> EXERCISE REQUIREMENTS:
1) Name every distinct username that appears as the author of a post in the fly rod thread.
2) Reproduce word for word everything in the fly rod thread from "## Smackdaddy53 (Dec" down to "when I travel.".

> TEXT PROVIDED:
— Start —

# Hardy Demon Smuggler



## LowHydrogen (Dec 31, 2015)

Has anyone thrown this rod, and if so what did you think? Proving hard to find one in a shop. Mainly interested in 5wt.


----------



## LowHydrogen (Dec 31, 2015)

?


----------



## jamie (Jan 22, 2016)

I have the previous generation (circa 1988) smooth action and fast for the time - definitely moderate rod. I haven't thrown the newest version but I like (agree with) the Trident reviews in general.


----------



## Smackdaddy53 (Dec 31, 2012)

Wow, I never knew anyone made 6 piece rods.


----------



## jamie (Jan 22, 2016)

The original smuggler was a 7 piece. Fit up your shirt sleve comfortably between elbow and wrist... not that I ever tested that function. That rod, small reel and box of flies are always in my brief case when I travel.


----------



## LowHydrogen (Dec 31, 2015)

Smackdaddy53 said:


> Wow, I never knew anyone made 6 piece rods.

— End —

(Rows from a pointing dataset)

— Start —

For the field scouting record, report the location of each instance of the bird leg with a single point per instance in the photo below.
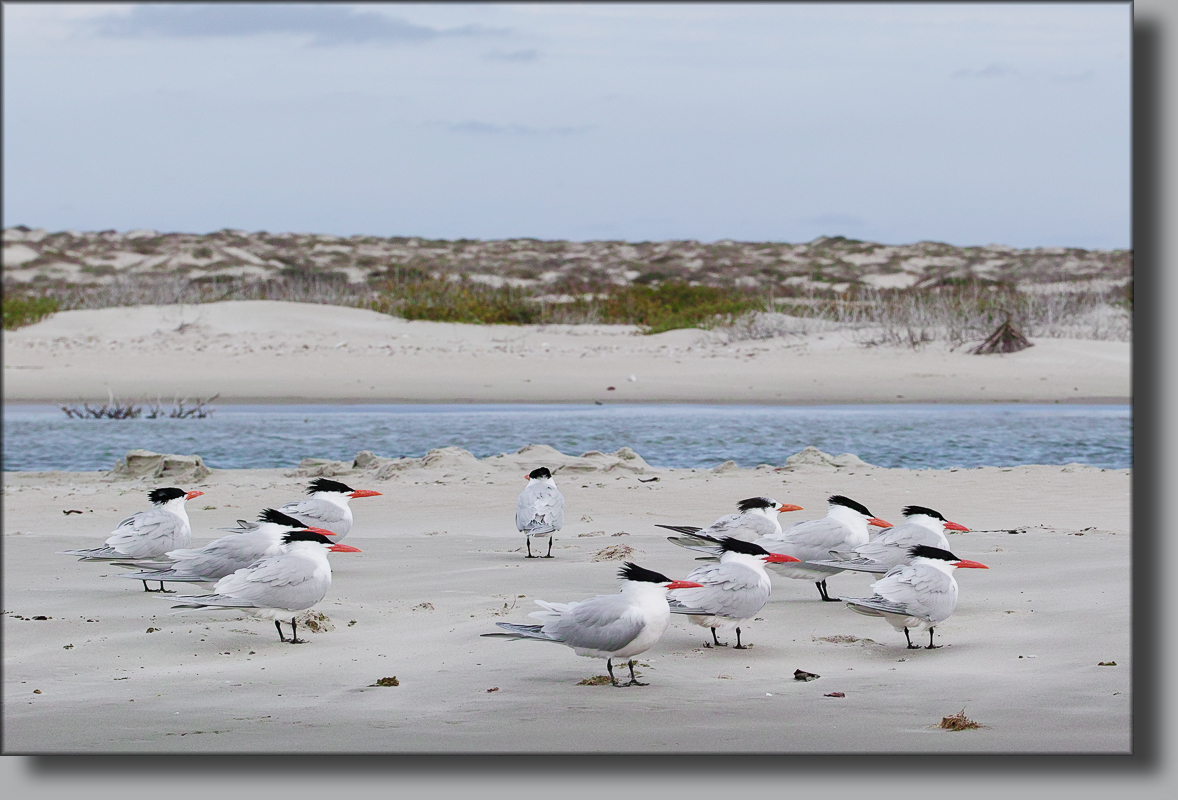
(634, 681)
(295, 639)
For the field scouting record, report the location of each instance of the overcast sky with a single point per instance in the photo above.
(968, 124)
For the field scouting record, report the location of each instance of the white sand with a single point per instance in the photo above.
(1020, 653)
(273, 351)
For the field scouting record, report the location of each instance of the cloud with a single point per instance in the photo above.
(325, 25)
(992, 71)
(492, 129)
(520, 55)
(835, 220)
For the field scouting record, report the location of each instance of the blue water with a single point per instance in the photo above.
(41, 437)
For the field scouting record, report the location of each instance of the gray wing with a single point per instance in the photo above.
(915, 590)
(732, 590)
(540, 507)
(286, 581)
(606, 622)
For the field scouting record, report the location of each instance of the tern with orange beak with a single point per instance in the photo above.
(273, 587)
(619, 626)
(326, 506)
(892, 547)
(755, 517)
(147, 535)
(915, 596)
(844, 527)
(245, 544)
(732, 592)
(540, 509)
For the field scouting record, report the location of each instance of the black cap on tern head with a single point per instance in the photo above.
(305, 536)
(279, 518)
(160, 496)
(913, 510)
(631, 572)
(733, 544)
(925, 551)
(755, 502)
(326, 484)
(840, 500)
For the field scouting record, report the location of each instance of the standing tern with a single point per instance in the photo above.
(758, 517)
(845, 526)
(915, 596)
(326, 506)
(540, 509)
(732, 592)
(223, 556)
(150, 534)
(295, 580)
(608, 627)
(892, 547)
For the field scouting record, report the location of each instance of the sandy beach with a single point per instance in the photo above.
(271, 351)
(110, 669)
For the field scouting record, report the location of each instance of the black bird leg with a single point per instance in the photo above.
(634, 681)
(295, 639)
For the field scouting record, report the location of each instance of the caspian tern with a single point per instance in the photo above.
(891, 548)
(915, 596)
(732, 592)
(758, 517)
(245, 544)
(326, 506)
(150, 534)
(608, 627)
(295, 580)
(540, 509)
(845, 526)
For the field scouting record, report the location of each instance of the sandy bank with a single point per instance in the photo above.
(442, 563)
(271, 351)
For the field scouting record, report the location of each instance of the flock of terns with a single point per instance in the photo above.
(278, 566)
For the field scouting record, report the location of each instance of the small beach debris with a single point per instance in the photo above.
(959, 721)
(596, 680)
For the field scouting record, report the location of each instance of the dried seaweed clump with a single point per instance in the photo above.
(959, 721)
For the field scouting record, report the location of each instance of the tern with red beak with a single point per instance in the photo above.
(245, 544)
(892, 547)
(844, 527)
(732, 592)
(619, 626)
(756, 517)
(915, 596)
(147, 535)
(277, 586)
(326, 506)
(540, 509)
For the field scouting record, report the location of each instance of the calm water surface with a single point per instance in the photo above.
(41, 437)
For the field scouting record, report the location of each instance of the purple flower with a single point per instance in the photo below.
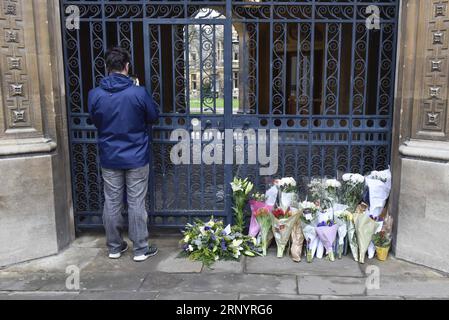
(223, 245)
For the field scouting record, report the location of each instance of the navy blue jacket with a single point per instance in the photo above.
(121, 112)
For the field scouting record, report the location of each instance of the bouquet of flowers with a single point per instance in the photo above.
(317, 190)
(287, 188)
(332, 187)
(379, 186)
(382, 241)
(371, 248)
(352, 189)
(327, 232)
(282, 223)
(240, 192)
(297, 237)
(308, 220)
(325, 192)
(264, 220)
(257, 202)
(341, 219)
(210, 241)
(365, 228)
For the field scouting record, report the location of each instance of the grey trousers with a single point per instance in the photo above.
(136, 183)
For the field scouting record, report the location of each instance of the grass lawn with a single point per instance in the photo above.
(195, 104)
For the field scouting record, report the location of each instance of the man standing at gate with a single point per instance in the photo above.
(121, 111)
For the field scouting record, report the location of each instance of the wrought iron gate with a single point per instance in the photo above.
(311, 69)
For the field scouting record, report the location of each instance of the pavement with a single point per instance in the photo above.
(166, 276)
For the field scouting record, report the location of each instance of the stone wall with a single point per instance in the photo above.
(421, 145)
(35, 195)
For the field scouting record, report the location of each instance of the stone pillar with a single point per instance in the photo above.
(421, 172)
(36, 218)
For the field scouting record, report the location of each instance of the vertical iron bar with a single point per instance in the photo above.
(228, 101)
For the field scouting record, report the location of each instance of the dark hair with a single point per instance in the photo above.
(116, 59)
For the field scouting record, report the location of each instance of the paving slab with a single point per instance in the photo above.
(396, 267)
(72, 256)
(181, 296)
(270, 264)
(321, 285)
(90, 239)
(111, 281)
(327, 297)
(38, 295)
(220, 282)
(15, 281)
(116, 295)
(418, 297)
(412, 286)
(227, 266)
(126, 263)
(256, 296)
(96, 239)
(174, 264)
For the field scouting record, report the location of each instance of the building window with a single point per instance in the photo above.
(220, 51)
(194, 82)
(235, 79)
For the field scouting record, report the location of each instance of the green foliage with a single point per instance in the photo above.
(211, 241)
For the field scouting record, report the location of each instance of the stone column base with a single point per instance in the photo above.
(32, 209)
(423, 217)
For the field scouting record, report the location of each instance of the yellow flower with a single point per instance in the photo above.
(236, 243)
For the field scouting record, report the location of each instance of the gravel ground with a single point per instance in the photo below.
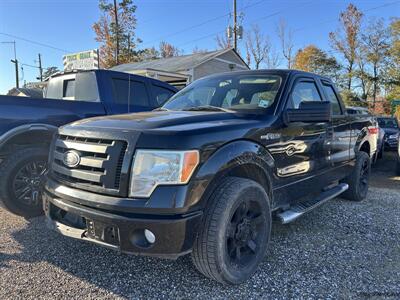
(341, 250)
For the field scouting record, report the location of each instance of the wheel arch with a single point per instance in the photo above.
(31, 134)
(365, 147)
(244, 159)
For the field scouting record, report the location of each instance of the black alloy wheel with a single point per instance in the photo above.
(23, 174)
(234, 236)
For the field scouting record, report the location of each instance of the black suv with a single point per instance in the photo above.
(208, 171)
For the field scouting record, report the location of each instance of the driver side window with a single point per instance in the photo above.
(304, 91)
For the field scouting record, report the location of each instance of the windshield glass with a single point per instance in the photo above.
(229, 92)
(387, 123)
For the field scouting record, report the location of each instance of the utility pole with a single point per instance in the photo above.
(40, 68)
(129, 48)
(14, 61)
(234, 26)
(117, 28)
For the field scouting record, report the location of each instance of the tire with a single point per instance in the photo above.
(358, 180)
(22, 175)
(235, 232)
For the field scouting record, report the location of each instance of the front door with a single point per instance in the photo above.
(340, 130)
(301, 154)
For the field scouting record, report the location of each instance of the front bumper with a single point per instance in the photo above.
(174, 235)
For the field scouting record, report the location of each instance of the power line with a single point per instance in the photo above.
(35, 42)
(201, 24)
(222, 31)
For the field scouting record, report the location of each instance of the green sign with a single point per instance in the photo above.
(395, 102)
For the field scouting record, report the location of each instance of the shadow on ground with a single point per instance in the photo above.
(343, 249)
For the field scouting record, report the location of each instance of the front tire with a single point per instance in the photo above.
(358, 180)
(235, 232)
(22, 176)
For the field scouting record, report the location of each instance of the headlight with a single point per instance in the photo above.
(152, 168)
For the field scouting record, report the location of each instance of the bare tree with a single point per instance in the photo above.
(346, 38)
(273, 60)
(168, 50)
(196, 49)
(285, 36)
(223, 42)
(376, 43)
(257, 47)
(362, 73)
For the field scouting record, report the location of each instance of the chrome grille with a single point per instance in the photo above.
(99, 166)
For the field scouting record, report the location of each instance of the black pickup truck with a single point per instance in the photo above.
(208, 171)
(28, 124)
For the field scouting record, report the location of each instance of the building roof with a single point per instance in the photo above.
(174, 64)
(34, 92)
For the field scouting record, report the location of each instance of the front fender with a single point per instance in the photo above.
(226, 158)
(11, 134)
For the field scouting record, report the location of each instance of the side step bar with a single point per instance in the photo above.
(301, 208)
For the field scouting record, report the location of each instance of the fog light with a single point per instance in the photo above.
(150, 237)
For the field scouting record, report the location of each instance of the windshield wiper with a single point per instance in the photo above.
(206, 108)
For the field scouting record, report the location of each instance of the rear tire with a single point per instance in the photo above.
(22, 176)
(380, 153)
(235, 232)
(358, 180)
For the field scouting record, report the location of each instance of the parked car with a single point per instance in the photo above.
(392, 130)
(379, 132)
(355, 110)
(207, 172)
(28, 124)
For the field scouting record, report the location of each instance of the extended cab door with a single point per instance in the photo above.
(301, 155)
(340, 129)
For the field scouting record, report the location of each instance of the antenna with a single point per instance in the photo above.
(129, 93)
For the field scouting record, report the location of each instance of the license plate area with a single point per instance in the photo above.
(99, 231)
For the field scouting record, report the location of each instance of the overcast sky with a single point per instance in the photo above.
(67, 25)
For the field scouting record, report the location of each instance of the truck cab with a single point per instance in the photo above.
(27, 125)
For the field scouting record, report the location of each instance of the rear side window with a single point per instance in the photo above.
(331, 96)
(161, 94)
(132, 93)
(304, 91)
(74, 87)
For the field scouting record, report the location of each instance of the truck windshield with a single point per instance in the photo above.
(74, 87)
(225, 93)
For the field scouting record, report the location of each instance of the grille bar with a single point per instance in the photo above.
(82, 146)
(93, 162)
(99, 167)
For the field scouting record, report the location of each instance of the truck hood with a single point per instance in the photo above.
(166, 120)
(389, 131)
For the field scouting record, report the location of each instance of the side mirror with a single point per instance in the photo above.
(309, 112)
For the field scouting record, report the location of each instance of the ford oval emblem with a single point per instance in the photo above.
(71, 159)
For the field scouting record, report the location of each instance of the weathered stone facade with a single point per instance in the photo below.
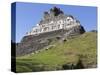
(54, 24)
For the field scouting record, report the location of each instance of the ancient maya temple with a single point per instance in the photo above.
(53, 20)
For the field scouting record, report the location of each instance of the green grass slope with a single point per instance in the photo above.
(64, 53)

— End —

> ANSWERS FOR THE TASKS:
1) LowHydrogen, jamie, Smackdaddy53

2)
## Smackdaddy53 (Dec 31, 2012)

Wow, I never knew anyone made 6 piece rods.


----------



## jamie (Jan 22, 2016)

The original smuggler was a 7 piece. Fit up your shirt sleve comfortably between elbow and wrist... not that I ever tested that function. That rod, small reel and box of flies are always in my brief case when I travel.